:: Record list ::
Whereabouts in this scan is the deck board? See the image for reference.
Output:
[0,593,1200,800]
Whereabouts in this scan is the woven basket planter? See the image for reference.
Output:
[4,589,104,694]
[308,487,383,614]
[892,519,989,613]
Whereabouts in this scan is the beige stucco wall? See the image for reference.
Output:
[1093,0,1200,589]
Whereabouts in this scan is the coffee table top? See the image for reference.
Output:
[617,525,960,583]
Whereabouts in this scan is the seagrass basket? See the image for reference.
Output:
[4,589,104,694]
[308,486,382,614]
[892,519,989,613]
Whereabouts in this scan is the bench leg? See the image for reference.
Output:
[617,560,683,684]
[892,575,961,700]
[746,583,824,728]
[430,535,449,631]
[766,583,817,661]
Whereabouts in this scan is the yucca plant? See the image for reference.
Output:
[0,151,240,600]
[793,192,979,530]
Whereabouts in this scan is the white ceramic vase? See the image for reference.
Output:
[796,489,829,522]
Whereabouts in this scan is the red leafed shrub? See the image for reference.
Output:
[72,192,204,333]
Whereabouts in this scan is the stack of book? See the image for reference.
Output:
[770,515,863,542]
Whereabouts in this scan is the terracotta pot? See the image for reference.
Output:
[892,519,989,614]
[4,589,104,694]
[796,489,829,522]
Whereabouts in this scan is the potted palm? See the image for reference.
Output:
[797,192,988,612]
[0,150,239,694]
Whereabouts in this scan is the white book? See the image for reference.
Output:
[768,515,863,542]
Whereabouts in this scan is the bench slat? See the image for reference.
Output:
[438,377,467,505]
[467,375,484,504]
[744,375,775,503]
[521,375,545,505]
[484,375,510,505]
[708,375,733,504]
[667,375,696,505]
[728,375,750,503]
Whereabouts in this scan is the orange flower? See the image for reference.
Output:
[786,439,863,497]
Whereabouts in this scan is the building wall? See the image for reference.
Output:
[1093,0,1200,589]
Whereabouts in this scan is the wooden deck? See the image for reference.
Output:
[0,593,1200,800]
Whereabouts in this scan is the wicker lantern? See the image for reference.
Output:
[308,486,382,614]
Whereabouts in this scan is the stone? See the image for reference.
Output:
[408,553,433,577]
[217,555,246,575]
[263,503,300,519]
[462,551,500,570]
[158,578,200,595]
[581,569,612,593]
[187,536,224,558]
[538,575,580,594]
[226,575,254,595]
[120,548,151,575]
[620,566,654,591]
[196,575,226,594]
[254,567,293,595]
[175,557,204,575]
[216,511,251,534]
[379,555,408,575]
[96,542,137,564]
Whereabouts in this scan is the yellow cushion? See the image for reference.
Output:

:: Task goal ::
Quote all of the records above verbatim, in their original order.

:: Result of the task ::
Whereabouts in this scan is the deck board? See the image for reference.
Output:
[0,593,1200,800]
Whereabouts in this scan is the woven basket planter? See the image for reference.
Output:
[4,589,104,694]
[308,487,383,614]
[892,519,989,613]
Whereabouts in this scan is the beige stucco wall? See the image for reference.
Output:
[1093,0,1200,589]
Whereabouts in this scan is the coffee table top? See the image for reference.
Output:
[617,525,960,583]
Whereabouts in this scan is the seagrass basket? See the image for reference.
Output:
[4,589,104,694]
[308,486,382,614]
[892,519,989,613]
Whereabouts in this scan is the bench leg? See the image for reference.
Output:
[617,560,683,684]
[892,575,961,700]
[746,583,824,728]
[430,535,449,631]
[766,583,817,661]
Whereabouts in this scan is the yucca plant? See the image for reference.
Output:
[0,151,240,600]
[793,192,979,530]
Whereabouts in this scan is the white ceramic vase? See the image for reference.
Output:
[796,489,829,522]
Whereabouts in this scan is the red leafed shrub? See the image for reference.
Output:
[72,192,204,333]
Whereabouts in this scan is the stack of book? See the image for reference.
Output:
[770,515,863,542]
Whereabouts in this scan is the terracotta pot? See the image for reference.
Output:
[892,519,989,614]
[4,589,104,694]
[796,489,829,522]
Whereabouts in this scan is the potted palm? See the image for reference.
Output:
[797,192,988,612]
[0,150,239,694]
Whereabouts in this scan is the white book? See the image for reference.
Output:
[768,515,863,542]
Whereabouts in this scan is the bench slat? See the image for reference.
Output:
[438,377,467,505]
[467,375,484,504]
[744,375,775,503]
[521,375,545,505]
[484,375,510,505]
[708,375,733,504]
[667,375,696,505]
[728,375,750,503]
Whereabouts in this scan is the orange flower? See the image for reference.
Output:
[786,439,863,497]
Whereabouts in this scan is the building wall? See the image for reference.
Output:
[1093,0,1200,589]
Whereabouts in this scan is the wooden deck? See the image for reference.
Output:
[0,593,1200,800]
Whereabouts in this scan is the wicker lantern? See the image for reference.
Output:
[308,486,382,614]
Whereabouts in this scan is the stone? See the image for reference.
Output:
[408,553,433,577]
[217,555,246,575]
[263,503,300,519]
[462,551,500,570]
[158,578,200,595]
[581,569,612,593]
[187,536,224,558]
[538,575,580,594]
[226,575,254,595]
[120,548,151,575]
[620,566,654,591]
[196,575,226,594]
[254,567,293,595]
[175,557,204,575]
[216,511,251,534]
[379,555,408,575]
[96,542,137,564]
Whereabouts in this scan is the yellow cushion? See the image for reference.
Output:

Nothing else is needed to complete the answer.